Goal of the exercise —
Rewrite the listing from the line containing "Target: girl" through the line containing "[128,188,178,219]", swapping "yellow" for "orange" and leaving everything else unchanged.

Extracted data —
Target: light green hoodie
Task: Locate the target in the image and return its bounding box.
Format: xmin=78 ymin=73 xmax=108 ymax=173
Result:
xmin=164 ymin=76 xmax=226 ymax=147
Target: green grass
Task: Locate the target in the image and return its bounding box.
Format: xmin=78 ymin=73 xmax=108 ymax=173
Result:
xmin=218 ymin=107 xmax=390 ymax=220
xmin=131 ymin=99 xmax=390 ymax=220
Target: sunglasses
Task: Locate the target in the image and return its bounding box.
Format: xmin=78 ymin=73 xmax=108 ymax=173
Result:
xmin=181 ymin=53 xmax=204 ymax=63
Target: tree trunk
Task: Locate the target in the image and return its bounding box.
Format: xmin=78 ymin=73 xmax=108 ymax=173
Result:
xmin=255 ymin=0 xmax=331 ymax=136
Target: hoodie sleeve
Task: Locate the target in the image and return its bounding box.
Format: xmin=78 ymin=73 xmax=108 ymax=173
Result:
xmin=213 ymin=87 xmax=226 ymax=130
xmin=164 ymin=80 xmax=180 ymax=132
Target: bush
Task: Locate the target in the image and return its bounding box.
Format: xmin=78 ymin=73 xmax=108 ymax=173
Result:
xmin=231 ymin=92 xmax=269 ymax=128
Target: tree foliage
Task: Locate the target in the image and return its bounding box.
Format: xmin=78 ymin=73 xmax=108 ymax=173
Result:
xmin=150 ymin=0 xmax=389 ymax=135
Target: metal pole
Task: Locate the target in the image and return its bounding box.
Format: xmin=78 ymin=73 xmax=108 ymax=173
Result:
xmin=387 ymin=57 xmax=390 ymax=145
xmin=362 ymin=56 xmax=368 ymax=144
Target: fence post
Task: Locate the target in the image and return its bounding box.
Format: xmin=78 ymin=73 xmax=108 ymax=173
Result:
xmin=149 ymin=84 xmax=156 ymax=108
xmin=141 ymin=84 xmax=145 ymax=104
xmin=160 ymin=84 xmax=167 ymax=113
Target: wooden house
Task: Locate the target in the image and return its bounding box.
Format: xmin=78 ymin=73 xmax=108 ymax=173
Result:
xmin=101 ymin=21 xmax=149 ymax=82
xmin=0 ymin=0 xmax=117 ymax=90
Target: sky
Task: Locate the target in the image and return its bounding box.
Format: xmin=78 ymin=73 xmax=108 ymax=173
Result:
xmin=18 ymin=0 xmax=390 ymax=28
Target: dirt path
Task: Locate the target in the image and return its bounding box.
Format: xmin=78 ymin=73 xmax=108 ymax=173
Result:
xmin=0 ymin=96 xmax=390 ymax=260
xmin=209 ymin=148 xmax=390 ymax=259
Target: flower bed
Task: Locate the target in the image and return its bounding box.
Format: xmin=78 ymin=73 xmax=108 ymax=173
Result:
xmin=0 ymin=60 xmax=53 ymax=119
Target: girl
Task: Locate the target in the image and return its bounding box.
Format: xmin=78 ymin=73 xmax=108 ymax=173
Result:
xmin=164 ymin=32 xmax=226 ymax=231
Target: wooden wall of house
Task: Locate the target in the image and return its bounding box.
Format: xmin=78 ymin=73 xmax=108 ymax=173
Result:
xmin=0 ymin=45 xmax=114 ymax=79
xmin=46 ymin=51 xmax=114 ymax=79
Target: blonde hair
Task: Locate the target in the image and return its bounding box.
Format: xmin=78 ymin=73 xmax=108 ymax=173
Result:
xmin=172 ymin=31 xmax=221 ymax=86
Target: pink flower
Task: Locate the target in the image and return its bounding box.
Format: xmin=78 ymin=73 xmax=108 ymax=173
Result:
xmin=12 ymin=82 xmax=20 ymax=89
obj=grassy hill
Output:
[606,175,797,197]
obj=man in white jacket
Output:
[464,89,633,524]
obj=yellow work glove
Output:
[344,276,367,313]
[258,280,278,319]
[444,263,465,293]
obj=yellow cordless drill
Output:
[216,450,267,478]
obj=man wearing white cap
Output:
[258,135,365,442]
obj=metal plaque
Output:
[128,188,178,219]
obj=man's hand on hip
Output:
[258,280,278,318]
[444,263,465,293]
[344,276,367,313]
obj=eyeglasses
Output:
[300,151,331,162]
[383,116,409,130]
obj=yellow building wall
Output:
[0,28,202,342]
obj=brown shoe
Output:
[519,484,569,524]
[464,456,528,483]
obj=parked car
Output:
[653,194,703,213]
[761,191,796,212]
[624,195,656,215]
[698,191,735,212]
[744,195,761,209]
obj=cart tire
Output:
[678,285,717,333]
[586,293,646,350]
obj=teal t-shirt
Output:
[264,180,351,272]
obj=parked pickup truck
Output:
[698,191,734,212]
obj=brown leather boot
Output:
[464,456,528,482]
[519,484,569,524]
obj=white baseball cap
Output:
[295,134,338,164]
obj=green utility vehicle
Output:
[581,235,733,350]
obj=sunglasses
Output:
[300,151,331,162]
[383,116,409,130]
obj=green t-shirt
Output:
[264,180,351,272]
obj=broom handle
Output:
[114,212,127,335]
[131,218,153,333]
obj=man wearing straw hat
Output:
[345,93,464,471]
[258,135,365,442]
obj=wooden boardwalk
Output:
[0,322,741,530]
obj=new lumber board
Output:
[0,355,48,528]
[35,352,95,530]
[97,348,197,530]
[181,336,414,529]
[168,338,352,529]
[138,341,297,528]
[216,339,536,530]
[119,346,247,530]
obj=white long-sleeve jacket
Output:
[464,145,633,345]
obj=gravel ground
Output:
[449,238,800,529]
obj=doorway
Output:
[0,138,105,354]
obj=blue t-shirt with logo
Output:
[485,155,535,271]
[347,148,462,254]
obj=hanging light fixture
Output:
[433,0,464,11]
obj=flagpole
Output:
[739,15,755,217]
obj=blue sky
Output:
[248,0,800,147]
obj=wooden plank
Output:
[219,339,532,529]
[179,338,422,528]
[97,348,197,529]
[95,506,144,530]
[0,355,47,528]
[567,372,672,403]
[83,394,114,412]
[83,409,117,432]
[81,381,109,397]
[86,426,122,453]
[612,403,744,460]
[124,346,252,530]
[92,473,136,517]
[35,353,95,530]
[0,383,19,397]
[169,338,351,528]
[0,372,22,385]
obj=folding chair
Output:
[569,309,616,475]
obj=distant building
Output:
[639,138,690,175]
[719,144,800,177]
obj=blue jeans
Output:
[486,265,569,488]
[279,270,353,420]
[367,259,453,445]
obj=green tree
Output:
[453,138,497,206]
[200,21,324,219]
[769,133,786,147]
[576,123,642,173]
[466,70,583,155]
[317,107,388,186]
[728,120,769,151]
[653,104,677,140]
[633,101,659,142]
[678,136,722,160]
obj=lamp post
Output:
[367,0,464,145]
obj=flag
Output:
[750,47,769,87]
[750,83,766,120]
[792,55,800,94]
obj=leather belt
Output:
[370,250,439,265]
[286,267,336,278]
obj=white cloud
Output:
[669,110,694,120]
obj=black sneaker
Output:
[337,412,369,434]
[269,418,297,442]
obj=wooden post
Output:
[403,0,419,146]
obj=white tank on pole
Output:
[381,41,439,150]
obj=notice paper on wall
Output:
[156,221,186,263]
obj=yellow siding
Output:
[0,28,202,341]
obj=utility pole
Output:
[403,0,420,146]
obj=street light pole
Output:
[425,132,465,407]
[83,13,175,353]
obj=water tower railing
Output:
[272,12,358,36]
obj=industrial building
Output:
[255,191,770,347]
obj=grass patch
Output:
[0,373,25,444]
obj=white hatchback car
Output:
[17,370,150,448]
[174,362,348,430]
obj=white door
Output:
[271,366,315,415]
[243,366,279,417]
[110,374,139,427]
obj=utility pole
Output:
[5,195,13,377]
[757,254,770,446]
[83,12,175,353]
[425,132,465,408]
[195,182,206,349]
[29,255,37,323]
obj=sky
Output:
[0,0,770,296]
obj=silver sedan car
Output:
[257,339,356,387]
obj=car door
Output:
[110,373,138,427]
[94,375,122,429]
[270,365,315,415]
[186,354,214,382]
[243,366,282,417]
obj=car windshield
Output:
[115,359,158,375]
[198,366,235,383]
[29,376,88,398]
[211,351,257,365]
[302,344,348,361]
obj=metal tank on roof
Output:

The reply —
Target: girl
Task: Locate the target in the image and return its bounding box.
Format: xmin=78 ymin=73 xmax=108 ymax=173
Result:
xmin=164 ymin=32 xmax=226 ymax=231
Target: wooden wall of house
Task: Locate the target in the image and return its bounding box.
Format: xmin=78 ymin=73 xmax=108 ymax=173
Result:
xmin=0 ymin=45 xmax=114 ymax=79
xmin=46 ymin=51 xmax=114 ymax=79
Target: blonde hair
Task: Locate the target in the image and return its bounding box.
Format: xmin=78 ymin=73 xmax=108 ymax=173
Result:
xmin=172 ymin=31 xmax=221 ymax=86
Target: pink flower
Task: Locate the target in the image and return its bounding box.
Format: xmin=78 ymin=73 xmax=108 ymax=173
Result:
xmin=12 ymin=82 xmax=20 ymax=89
obj=grassy hill
Output:
[606,175,797,197]
obj=man in white jacket
Output:
[464,89,633,524]
obj=orange work glove
Output:
[344,276,367,313]
[258,280,278,319]
[444,263,465,293]
obj=orange cordless drill
Output:
[216,450,267,478]
obj=man wearing white cap
Output:
[258,135,365,442]
obj=metal plaque
Output:
[128,188,178,219]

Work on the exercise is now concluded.